── Provided material ──

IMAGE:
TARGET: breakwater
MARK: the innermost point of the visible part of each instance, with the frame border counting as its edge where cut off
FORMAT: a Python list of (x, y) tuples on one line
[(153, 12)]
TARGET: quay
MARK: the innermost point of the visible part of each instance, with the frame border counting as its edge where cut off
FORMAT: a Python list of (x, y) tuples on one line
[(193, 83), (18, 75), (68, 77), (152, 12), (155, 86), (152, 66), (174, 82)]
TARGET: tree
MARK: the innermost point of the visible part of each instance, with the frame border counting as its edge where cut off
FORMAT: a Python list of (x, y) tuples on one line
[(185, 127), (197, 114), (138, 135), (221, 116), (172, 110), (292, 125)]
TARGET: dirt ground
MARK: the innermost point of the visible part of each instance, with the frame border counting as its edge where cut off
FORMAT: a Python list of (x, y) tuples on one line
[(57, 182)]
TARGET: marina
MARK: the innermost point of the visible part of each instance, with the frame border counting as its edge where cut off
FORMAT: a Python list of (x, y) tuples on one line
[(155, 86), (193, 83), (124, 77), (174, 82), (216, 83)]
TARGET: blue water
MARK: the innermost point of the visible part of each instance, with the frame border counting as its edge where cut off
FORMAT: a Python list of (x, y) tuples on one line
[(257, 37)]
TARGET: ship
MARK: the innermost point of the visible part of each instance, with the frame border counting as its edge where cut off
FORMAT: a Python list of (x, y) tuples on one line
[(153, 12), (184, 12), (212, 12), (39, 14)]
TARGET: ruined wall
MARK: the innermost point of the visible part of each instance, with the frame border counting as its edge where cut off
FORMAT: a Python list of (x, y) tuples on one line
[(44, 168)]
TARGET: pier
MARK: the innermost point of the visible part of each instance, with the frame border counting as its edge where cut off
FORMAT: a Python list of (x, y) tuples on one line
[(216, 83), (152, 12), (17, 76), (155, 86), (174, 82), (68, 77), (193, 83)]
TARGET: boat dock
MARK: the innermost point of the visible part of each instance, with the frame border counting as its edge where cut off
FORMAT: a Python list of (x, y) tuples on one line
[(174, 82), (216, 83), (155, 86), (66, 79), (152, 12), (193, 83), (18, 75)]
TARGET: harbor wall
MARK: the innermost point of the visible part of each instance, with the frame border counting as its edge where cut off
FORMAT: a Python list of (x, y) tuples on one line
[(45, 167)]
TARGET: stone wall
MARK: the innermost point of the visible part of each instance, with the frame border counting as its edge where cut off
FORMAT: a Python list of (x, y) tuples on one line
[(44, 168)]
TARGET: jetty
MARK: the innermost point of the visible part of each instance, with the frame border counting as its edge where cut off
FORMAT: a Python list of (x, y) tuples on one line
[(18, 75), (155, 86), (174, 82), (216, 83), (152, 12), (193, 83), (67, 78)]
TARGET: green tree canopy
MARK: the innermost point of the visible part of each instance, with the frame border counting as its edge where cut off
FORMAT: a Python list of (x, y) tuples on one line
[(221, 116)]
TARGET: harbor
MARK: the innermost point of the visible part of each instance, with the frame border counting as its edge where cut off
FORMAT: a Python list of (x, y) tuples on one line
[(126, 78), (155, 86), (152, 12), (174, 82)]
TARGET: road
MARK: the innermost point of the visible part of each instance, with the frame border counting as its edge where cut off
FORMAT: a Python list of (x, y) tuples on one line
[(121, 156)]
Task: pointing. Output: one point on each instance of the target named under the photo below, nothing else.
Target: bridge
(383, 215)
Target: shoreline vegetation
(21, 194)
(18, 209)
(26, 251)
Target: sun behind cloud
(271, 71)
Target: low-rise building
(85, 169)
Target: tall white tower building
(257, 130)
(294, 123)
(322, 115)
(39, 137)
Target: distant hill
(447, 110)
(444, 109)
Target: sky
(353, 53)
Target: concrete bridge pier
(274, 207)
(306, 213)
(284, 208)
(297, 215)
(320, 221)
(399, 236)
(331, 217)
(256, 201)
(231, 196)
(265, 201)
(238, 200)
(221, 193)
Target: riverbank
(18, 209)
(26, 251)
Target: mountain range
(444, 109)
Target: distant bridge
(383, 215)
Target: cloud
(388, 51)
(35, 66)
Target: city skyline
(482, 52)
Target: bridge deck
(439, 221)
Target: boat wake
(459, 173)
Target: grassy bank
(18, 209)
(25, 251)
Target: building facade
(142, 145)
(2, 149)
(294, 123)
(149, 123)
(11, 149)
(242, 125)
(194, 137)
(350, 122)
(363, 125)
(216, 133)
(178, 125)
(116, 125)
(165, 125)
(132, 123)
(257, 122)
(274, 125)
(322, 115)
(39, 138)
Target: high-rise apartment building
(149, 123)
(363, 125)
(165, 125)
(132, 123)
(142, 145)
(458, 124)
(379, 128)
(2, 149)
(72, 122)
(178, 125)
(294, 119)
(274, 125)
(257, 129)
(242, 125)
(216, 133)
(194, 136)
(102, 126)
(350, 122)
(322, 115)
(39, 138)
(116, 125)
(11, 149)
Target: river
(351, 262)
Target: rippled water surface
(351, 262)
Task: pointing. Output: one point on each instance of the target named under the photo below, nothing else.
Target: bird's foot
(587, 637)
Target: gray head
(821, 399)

───

_What is expected_
Reproduce every line of the data above without any change.

_Answer below_
IMAGE:
TARGET: breakwater
MARK: the innermost point of the visible part of each instance, with the frame border counting as its edge where cut off
FORMAT: a Python list of (x, y) tuples on one line
[(153, 12)]
TARGET: quay
MARK: the innermost point of the visible part of each instance, with the frame border counting as its edge where cut off
FORMAT: a Python list of (x, y) tuples on one line
[(193, 83), (18, 75), (68, 77), (152, 12), (155, 86), (152, 66), (174, 82)]
TARGET: tree
MARK: the innermost point of the visible part of each instance, with the frame border counting as its edge where cut off
FORMAT: a Python list of (x, y) tuples on one line
[(185, 127), (197, 114), (138, 135), (221, 116), (172, 110), (292, 125)]
TARGET: dirt ground
MARK: the innermost point of the visible part of each instance, with the frame border counting as its edge where cut off
FORMAT: a Python list of (x, y) tuples on one line
[(57, 182)]
TARGET: marina
MARK: the innermost point of the visible part of each instance, with the frame border counting as its edge where cut off
FORMAT: a Python list of (x, y) tuples on one line
[(155, 86), (193, 83), (124, 77), (174, 82), (216, 83)]
TARGET: blue water
MARK: the innermost point of the visible part of each instance, with the frame border counting as its edge where cut off
FORMAT: a Python list of (x, y) tuples on one line
[(257, 37)]
TARGET: ship
MARK: the innermost point of the visible part of each instance, with the frame border counting as its edge where cut off
FORMAT: a Python list of (x, y) tuples on one line
[(153, 12), (184, 12), (212, 12), (39, 14)]
TARGET: ruined wall
MARK: the innermost point of the visible part of each instance, with the frame border counting as its edge where cut off
FORMAT: a Python list of (x, y) tuples on one line
[(44, 168)]
TARGET: pier
MARK: the innermost point of the visible part of each instance, with the frame border counting as its edge where cut off
FORMAT: a Python list of (x, y) tuples on one line
[(216, 83), (152, 12), (17, 76), (155, 86), (174, 82), (68, 77), (193, 83)]
TARGET: boat dock
MARK: the innermost point of the visible part of each instance, with the frame border counting as its edge where cut off
FORMAT: a Python list of (x, y) tuples on one line
[(174, 82), (216, 83), (155, 86), (66, 79), (152, 12), (193, 83), (18, 75)]
TARGET: harbor wall
MARK: the innermost point of the visible part of each instance, with the frame border counting as its edge where cut off
FORMAT: a Python list of (x, y) tuples on one line
[(45, 167)]
TARGET: stone wall
MARK: the innermost point of the visible part of each instance, with the frame border counting as its edge where cut off
FORMAT: a Python list of (x, y) tuples on one line
[(44, 168)]
TARGET: jetty
MARK: the innermost point of the visible part of each instance, with the frame border counting as its edge where cut off
FORMAT: a Python list of (x, y) tuples on one line
[(18, 75), (155, 86), (174, 82), (216, 83), (152, 12), (193, 83), (67, 78)]
TARGET: green tree canopy
MARK: the innermost point of the visible part of each instance, with the frame border counting as its edge where cut off
FORMAT: a Python list of (x, y) tuples on one line
[(221, 116)]
TARGET: harbor
MARK: the innermost point of the visible part of each instance, with the frame border counting as its edge where cut off
FORMAT: a Python list of (x, y) tuples on one line
[(126, 78), (155, 86), (152, 12), (174, 82)]
TARGET: road
MARK: the innermost point of the visible part of each instance, with the frame border counting as its edge where cut off
FORMAT: a Python list of (x, y) tuples on one line
[(121, 156)]
Task: pointing. Output: one point on each instance of the target named under the photo below, nothing else.
Target: bridge
(383, 215)
Target: shoreline vegetation
(21, 194)
(18, 209)
(26, 251)
Target: sun behind cloud
(271, 71)
Target: low-rise building
(85, 169)
Target: tall white tower building
(257, 130)
(294, 123)
(322, 115)
(39, 137)
Target: distant hill
(447, 110)
(444, 109)
Target: sky
(353, 53)
Target: concrete bridge pier
(274, 207)
(306, 213)
(284, 208)
(297, 215)
(320, 221)
(399, 236)
(331, 217)
(256, 201)
(231, 196)
(265, 201)
(238, 200)
(221, 193)
Target: riverbank
(18, 209)
(26, 251)
Target: mountain range
(444, 109)
Target: distant bridge
(383, 215)
Target: cloud
(388, 51)
(35, 66)
Target: city skyline
(482, 52)
Target: bridge deck
(439, 221)
Target: boat wake
(459, 173)
Target: grassy bank
(18, 209)
(25, 251)
Target: building facade
(142, 145)
(2, 149)
(294, 123)
(149, 123)
(11, 149)
(242, 125)
(194, 137)
(350, 122)
(363, 125)
(216, 133)
(178, 125)
(116, 125)
(165, 125)
(132, 123)
(257, 122)
(274, 125)
(322, 115)
(39, 138)
Target: high-rise apartment building
(149, 123)
(363, 125)
(165, 125)
(132, 123)
(142, 145)
(458, 124)
(379, 128)
(2, 149)
(72, 122)
(178, 125)
(294, 119)
(274, 125)
(257, 129)
(242, 125)
(216, 133)
(194, 136)
(102, 126)
(350, 122)
(322, 115)
(39, 138)
(116, 125)
(11, 149)
Target: river
(351, 262)
Target: rippled water surface
(351, 262)
Task: pointing. Output: one point on each instance of the target named under the photo below, nothing else.
Target: bird's foot
(587, 637)
Target: gray head
(821, 399)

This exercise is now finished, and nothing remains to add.